Short task: Copy out the listing below word for word, starting at the line with "the ice rink" and continuing through its end.

** start of Data for processing **

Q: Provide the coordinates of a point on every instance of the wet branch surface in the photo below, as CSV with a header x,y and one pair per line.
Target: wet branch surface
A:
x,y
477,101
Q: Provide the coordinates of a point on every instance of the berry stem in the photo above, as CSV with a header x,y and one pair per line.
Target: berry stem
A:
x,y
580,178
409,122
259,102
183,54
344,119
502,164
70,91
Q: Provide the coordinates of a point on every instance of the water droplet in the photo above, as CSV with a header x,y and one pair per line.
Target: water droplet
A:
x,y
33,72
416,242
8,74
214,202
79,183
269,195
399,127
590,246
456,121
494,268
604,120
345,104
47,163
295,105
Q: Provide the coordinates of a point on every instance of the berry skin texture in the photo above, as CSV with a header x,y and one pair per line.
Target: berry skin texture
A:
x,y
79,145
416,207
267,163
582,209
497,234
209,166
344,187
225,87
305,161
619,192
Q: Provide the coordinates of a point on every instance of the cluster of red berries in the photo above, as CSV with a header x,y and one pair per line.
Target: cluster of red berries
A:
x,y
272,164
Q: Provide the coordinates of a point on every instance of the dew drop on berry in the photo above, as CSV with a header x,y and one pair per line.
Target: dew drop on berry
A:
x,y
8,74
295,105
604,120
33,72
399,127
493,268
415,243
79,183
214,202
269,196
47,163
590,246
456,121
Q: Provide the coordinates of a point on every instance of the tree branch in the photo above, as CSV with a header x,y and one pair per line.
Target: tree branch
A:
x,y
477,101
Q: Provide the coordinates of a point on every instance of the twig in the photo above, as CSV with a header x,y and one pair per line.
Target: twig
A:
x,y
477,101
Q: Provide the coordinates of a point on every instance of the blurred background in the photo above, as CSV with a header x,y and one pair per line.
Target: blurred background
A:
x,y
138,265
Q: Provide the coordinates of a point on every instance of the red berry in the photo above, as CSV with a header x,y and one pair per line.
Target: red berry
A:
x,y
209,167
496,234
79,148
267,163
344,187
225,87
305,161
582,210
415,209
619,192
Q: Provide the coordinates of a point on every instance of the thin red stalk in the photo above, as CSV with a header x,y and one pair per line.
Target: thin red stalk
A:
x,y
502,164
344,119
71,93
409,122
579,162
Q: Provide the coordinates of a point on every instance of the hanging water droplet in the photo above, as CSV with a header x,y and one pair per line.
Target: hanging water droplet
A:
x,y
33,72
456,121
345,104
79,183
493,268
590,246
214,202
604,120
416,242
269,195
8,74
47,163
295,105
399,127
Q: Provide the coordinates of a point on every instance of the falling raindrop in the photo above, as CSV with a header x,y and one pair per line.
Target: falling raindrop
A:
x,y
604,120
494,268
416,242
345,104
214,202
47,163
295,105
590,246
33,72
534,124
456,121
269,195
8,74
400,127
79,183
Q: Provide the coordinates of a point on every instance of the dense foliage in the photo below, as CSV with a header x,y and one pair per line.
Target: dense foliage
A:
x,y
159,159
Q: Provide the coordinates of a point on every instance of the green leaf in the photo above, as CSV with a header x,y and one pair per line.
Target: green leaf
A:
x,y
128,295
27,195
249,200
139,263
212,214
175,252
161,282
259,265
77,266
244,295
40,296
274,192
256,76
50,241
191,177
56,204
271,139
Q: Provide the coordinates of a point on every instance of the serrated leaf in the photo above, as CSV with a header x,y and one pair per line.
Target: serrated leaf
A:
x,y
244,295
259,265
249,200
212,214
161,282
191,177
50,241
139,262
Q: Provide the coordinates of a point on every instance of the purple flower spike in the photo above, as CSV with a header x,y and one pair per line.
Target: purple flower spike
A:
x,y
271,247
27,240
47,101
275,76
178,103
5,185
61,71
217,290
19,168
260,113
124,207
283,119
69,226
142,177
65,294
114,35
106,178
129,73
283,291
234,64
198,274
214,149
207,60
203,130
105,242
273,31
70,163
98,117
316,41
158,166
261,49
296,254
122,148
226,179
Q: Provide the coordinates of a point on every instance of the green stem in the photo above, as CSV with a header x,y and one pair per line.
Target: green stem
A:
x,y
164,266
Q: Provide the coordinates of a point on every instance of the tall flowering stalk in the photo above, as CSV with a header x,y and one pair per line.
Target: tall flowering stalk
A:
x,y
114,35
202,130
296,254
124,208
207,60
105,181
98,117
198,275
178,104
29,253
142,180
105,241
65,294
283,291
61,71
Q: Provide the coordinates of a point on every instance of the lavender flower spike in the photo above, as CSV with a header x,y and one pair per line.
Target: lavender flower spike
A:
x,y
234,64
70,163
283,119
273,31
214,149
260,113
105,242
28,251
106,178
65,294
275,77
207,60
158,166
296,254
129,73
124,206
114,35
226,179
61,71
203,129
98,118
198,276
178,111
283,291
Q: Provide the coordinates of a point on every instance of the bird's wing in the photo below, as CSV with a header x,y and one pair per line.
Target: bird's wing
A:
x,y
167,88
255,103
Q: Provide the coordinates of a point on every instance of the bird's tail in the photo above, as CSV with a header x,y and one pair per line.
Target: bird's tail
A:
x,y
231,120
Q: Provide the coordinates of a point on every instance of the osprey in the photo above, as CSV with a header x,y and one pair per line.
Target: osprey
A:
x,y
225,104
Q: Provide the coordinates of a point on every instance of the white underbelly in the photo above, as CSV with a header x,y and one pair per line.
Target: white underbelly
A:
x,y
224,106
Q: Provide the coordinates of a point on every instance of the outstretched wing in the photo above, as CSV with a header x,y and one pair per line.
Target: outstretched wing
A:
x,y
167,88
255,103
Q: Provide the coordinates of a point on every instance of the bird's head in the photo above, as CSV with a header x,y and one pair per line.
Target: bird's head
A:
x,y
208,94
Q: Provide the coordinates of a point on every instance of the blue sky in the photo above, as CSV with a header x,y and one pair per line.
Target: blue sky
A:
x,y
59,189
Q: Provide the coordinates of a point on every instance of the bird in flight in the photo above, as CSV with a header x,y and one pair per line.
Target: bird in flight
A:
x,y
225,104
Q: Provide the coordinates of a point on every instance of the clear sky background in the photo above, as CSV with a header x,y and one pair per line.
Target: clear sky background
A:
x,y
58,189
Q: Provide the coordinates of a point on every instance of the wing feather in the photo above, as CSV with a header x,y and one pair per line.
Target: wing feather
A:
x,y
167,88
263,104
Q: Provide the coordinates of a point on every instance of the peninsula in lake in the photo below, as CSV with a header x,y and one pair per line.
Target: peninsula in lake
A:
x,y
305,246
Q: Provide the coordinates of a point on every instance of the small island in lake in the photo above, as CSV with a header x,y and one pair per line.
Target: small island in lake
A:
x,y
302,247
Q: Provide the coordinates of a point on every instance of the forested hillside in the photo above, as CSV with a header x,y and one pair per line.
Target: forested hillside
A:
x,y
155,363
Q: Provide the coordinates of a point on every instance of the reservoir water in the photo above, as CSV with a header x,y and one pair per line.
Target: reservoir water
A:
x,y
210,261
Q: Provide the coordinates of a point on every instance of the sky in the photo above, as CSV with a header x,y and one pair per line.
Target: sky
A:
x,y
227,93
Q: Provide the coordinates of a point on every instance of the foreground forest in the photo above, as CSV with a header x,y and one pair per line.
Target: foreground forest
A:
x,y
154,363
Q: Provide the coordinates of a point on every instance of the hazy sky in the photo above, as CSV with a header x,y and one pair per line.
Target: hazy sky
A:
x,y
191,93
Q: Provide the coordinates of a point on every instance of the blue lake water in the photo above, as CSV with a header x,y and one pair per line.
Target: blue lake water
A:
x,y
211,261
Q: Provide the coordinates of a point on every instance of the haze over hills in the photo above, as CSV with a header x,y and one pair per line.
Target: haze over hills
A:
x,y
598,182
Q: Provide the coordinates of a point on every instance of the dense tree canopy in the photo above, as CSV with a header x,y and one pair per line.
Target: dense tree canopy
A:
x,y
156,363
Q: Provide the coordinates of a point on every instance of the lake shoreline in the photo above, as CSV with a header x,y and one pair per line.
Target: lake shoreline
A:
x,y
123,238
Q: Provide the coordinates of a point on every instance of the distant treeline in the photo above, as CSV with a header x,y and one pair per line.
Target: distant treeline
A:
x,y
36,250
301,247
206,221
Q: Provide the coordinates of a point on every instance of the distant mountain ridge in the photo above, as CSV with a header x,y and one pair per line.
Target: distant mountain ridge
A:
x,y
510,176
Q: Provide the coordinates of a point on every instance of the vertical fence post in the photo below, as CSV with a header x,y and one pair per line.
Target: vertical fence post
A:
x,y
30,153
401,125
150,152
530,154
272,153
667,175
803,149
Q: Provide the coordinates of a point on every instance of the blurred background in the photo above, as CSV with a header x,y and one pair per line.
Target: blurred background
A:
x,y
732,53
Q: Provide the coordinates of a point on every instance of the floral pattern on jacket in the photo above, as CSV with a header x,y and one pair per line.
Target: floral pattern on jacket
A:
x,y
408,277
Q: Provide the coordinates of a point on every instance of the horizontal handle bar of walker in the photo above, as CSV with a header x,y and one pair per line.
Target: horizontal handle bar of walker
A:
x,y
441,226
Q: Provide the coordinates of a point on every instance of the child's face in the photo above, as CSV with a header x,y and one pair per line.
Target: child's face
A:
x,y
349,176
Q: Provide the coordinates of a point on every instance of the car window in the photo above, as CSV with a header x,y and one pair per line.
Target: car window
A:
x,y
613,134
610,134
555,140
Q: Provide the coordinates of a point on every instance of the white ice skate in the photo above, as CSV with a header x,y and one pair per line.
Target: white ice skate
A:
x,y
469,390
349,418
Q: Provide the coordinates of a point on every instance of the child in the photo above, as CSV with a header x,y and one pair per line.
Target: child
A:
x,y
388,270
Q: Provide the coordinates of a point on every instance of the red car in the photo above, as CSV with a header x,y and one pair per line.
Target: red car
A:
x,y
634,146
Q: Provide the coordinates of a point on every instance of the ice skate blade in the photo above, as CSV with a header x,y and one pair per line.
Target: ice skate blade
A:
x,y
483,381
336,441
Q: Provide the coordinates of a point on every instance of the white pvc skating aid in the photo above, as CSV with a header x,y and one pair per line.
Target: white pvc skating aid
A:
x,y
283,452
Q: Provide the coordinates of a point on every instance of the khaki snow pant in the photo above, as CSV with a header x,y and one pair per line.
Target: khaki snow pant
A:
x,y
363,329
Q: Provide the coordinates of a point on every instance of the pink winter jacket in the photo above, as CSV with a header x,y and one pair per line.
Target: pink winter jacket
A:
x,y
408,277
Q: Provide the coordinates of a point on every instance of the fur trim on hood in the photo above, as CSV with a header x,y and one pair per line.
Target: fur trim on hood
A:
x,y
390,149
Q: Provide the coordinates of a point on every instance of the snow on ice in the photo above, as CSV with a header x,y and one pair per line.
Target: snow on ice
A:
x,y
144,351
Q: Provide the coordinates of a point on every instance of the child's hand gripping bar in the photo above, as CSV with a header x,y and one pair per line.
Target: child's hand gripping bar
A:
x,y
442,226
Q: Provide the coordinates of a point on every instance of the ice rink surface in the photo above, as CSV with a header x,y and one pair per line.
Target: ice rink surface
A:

** end of Data for processing **

Answer to this task:
Q: Provide the coordinates of a point on every instance of the ice rink surface in the photo above, as CSV with a header x,y and one pair per line.
Target: ice rink surface
A:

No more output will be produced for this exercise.